> Stated exercise: Copy every line of the material below, requests included, and add -63 to each number in the answer coordinates. Leave the numbers in the requests and their format samples as they are.

(Stored records)
###

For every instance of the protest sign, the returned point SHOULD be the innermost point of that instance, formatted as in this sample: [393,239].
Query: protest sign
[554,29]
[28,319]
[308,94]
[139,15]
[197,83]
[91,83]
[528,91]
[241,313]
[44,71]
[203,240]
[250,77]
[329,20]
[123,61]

###

> The response:
For every instance of the protest sign, the returned point SHOULD be the innermost point of that instance, formatted as in this sample: [393,239].
Query: protest sign
[491,-34]
[-35,256]
[245,31]
[76,-48]
[134,20]
[28,20]
[465,28]
[178,250]
[-19,8]
[140,177]
[187,14]
[266,-43]
[60,-2]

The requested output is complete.